INFORMATION GIVEN:
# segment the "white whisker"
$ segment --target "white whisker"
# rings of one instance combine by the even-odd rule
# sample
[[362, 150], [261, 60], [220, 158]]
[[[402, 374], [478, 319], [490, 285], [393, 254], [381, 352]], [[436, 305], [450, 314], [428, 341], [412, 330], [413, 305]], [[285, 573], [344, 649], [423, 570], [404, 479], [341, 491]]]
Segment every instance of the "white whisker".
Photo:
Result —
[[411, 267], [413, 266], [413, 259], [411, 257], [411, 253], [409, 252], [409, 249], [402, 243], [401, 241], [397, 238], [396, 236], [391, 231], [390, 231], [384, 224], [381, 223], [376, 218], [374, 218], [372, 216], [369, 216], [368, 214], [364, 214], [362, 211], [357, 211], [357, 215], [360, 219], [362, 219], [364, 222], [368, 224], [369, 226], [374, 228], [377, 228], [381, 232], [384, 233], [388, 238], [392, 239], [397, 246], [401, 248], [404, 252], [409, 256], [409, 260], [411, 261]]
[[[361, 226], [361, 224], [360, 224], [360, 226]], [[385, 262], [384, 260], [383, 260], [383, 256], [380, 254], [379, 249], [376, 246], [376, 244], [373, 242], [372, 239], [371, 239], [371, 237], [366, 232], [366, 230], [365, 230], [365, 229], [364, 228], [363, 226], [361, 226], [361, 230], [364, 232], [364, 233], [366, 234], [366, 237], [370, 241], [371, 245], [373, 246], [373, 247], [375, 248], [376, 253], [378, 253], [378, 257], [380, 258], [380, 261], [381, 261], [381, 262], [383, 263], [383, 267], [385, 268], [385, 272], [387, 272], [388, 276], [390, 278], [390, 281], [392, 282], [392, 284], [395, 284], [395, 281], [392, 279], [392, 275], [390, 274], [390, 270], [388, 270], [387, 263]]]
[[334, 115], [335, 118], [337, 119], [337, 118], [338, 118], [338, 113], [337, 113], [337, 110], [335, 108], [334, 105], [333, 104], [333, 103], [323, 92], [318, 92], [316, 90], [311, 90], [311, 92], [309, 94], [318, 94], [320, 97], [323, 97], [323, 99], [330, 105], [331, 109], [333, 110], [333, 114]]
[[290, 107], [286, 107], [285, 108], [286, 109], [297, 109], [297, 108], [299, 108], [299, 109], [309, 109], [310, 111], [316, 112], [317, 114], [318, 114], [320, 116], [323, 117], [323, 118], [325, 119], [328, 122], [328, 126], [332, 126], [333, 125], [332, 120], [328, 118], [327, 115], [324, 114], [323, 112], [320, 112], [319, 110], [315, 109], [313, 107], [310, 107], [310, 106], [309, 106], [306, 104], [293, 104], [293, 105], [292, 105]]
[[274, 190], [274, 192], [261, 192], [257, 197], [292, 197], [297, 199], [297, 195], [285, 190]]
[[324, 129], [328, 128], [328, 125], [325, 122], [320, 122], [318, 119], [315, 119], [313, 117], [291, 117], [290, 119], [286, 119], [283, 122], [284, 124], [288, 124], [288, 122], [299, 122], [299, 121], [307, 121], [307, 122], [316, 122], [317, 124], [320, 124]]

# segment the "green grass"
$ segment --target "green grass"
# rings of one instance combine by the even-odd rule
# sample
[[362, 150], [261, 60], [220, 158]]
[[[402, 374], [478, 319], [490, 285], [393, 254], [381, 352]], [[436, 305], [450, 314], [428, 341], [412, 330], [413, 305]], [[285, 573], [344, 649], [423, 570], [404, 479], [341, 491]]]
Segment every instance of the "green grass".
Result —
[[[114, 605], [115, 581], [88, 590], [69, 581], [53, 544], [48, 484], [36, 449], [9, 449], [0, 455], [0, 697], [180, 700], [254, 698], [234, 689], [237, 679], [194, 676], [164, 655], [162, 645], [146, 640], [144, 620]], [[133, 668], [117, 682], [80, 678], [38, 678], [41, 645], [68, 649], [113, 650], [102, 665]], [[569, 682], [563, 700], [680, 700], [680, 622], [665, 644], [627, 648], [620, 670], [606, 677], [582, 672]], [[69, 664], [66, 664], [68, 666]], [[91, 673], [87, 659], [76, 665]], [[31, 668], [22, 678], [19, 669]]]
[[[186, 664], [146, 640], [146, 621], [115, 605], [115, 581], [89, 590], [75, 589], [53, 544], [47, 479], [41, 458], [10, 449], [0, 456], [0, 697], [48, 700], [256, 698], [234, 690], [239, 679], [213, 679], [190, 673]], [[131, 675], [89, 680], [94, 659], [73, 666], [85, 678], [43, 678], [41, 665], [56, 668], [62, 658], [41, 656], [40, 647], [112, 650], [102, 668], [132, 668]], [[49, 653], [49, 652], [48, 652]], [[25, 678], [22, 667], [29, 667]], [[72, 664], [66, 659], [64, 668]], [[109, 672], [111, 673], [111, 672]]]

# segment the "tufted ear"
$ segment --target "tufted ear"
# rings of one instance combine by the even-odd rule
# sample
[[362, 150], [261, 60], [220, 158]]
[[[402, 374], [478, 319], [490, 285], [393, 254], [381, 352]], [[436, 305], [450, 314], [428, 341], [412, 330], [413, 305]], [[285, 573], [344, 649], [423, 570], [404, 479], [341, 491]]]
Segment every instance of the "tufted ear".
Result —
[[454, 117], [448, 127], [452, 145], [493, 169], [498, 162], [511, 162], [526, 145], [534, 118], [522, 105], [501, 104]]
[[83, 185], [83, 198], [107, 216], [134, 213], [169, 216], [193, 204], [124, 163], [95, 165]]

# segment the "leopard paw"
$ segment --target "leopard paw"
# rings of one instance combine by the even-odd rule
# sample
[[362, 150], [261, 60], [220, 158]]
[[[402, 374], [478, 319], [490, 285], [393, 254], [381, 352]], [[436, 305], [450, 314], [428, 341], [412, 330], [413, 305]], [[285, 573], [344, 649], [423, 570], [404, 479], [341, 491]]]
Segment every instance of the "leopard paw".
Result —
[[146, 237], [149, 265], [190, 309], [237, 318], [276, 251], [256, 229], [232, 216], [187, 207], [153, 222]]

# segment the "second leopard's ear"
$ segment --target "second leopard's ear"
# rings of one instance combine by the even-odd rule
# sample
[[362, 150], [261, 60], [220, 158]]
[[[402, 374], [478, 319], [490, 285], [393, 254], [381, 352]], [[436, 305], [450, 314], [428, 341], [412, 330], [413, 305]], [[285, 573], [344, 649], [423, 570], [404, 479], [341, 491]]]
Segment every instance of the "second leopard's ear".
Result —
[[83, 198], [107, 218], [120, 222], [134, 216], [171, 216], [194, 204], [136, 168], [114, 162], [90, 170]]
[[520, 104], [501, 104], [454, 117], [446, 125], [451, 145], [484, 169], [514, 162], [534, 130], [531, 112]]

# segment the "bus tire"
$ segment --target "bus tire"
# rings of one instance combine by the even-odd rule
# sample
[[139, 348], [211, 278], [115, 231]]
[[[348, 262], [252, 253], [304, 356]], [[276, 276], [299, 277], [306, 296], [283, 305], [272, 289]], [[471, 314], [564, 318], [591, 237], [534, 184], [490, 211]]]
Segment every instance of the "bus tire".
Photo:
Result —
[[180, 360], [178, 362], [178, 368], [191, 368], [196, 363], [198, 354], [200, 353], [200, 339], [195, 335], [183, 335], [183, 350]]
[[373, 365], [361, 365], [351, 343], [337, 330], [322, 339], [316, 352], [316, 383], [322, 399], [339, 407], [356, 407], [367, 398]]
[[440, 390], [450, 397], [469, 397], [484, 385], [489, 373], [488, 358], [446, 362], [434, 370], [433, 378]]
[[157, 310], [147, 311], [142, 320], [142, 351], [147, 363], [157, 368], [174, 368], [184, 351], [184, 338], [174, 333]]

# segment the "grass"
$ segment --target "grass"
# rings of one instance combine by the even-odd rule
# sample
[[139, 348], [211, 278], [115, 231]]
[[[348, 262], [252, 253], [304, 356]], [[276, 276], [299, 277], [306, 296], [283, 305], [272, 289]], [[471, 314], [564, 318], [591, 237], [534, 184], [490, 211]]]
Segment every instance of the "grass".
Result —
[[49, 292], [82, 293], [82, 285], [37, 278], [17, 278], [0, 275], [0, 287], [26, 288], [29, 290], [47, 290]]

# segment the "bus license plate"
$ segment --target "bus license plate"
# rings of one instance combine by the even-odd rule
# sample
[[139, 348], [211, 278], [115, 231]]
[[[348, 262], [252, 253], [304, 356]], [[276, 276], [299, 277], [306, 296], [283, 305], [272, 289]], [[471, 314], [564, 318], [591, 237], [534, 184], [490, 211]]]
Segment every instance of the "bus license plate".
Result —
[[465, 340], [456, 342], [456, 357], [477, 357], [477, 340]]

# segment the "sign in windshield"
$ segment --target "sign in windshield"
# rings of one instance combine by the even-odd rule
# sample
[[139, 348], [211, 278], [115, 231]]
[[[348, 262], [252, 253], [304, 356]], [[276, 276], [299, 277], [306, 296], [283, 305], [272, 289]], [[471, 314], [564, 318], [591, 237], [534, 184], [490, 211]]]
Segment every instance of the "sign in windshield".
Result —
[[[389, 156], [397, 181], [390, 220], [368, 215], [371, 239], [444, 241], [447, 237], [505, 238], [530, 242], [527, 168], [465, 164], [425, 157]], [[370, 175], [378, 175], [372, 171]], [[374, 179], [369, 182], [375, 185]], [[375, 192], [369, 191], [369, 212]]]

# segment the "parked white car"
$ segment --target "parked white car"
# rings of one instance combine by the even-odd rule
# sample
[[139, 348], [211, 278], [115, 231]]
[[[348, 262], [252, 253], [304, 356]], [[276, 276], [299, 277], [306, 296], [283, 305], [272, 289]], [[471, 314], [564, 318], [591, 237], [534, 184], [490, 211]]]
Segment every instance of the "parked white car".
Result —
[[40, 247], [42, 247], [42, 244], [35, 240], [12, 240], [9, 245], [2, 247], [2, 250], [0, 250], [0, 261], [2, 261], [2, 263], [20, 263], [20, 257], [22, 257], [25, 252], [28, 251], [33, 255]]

WHAT NEEDS TO BE DONE:
Please render the entries, from the first line up to and including the line containing "260], [411, 261]]", as a Markdown table with the columns Row and Entry line, numbering each line and leaving out blank lines.

ANSWER TO THIS PROBLEM:
| Row | Entry line |
|---|---|
| 1 | # segment the "white whisker" |
| 2 | $ segment --target "white whisker" |
| 3 | # rings of one instance combine by the even-odd rule |
| 4 | # sample |
| 5 | [[362, 150], [261, 60], [220, 158]] |
| 6 | [[[402, 374], [478, 319], [490, 285], [393, 254], [381, 352]], [[436, 305], [450, 314], [428, 341], [412, 330], [413, 305]], [[285, 573], [344, 649], [423, 570], [404, 479], [341, 491]]] |
| 7 | Segment every instance of the "white whisker". |
| 8 | Photo: |
| 9 | Result — |
| 10 | [[411, 267], [413, 266], [413, 259], [411, 257], [411, 253], [409, 252], [409, 249], [402, 243], [401, 241], [397, 238], [396, 236], [391, 231], [390, 231], [384, 224], [381, 223], [376, 218], [374, 218], [372, 216], [369, 216], [368, 214], [364, 214], [362, 211], [357, 211], [357, 215], [360, 219], [362, 219], [364, 222], [368, 224], [369, 226], [374, 228], [377, 228], [381, 232], [384, 233], [388, 238], [392, 239], [397, 246], [401, 248], [404, 252], [409, 256], [409, 260], [411, 261]] |